Could you retype each of the items below, keeping every line unchanged?
>> Begin Provided data
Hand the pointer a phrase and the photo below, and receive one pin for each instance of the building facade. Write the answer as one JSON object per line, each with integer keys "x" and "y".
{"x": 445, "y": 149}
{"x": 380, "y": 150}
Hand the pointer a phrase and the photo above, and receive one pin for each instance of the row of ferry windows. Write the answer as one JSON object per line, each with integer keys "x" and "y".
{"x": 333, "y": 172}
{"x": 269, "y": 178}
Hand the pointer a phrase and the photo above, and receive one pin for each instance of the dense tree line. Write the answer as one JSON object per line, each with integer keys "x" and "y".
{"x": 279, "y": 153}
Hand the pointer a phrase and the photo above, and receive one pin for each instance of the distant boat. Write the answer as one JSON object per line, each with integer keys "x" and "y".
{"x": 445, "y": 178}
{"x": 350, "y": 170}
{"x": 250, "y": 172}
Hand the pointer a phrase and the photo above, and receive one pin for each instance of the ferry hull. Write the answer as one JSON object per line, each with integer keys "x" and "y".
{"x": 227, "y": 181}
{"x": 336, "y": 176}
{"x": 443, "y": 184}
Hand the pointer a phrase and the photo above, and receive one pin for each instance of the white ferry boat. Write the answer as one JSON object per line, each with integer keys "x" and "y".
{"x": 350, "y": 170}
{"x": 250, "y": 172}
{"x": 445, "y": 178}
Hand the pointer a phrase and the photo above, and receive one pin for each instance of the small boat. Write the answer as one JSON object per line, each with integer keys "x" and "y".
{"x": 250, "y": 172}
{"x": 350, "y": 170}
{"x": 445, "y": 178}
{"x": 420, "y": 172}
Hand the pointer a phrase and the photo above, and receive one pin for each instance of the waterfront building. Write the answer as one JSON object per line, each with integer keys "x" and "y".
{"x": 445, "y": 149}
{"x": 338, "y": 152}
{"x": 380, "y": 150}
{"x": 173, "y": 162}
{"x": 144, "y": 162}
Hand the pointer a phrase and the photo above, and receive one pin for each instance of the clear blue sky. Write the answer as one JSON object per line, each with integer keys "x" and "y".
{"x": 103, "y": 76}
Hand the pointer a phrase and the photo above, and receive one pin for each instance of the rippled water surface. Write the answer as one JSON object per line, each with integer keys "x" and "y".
>> End Provided data
• [Answer for the task]:
Hand the pointer a phrase and the photo below, and receive one pin for each instance of the building facade. Write the answer as one JSON object per line, each with integer keys "x" and "y".
{"x": 445, "y": 149}
{"x": 380, "y": 150}
Hand the pointer a phrase and the photo above, and receive one pin for each instance of the row of ferry windows. Write the answer as one JSON object per line, each with integer keys "x" and "y".
{"x": 333, "y": 172}
{"x": 269, "y": 178}
Hand the pointer a phrase and the photo above, and receive one pin for each instance of the dense tree line. Write the answer as one JSON object per line, each with integer keys "x" and "y".
{"x": 279, "y": 153}
Hand the pointer a phrase and the photo above, and receive one pin for each instance of the distant boat. Write the answer as one JSON object per line, each with integer keys "x" and "y".
{"x": 445, "y": 178}
{"x": 350, "y": 170}
{"x": 250, "y": 172}
Hand the pointer a phrase and the photo above, and receive one pin for each instance of the ferry hull. Write the answer as one JSON object per line, each with integer keys "x" and "y".
{"x": 227, "y": 181}
{"x": 336, "y": 176}
{"x": 443, "y": 184}
Hand the pointer a phrase and the photo above, and receive one pin for each instance of the white ferry boat. Write the answer as one JSON object per line, each with integer keys "x" and "y".
{"x": 350, "y": 170}
{"x": 250, "y": 172}
{"x": 445, "y": 178}
Hand the pointer a phrase and the photo above, and receive one pin for each instance of the small boat. Write the answer as one JSON object per line, each with integer keys "x" and "y".
{"x": 250, "y": 172}
{"x": 350, "y": 170}
{"x": 445, "y": 178}
{"x": 420, "y": 172}
Hand the pointer a phrase and the photo above, and receive one pin for each instance of the waterfront building. Write the answer as one JSON object per line, each with integer keys "x" and "y".
{"x": 445, "y": 149}
{"x": 338, "y": 152}
{"x": 380, "y": 150}
{"x": 173, "y": 162}
{"x": 144, "y": 162}
Hand the pointer a phrase and the photo above, and receive one pin for each instance of the clear blue sky. Write the answer as one JSON object per line, each with integer keys "x" and "y".
{"x": 103, "y": 76}
Hand the pointer a phrase and the photo above, and receive one pin for each instance of the rippled water surface. Write the answer as one JSON object per line, each with integer keys "x" and "y".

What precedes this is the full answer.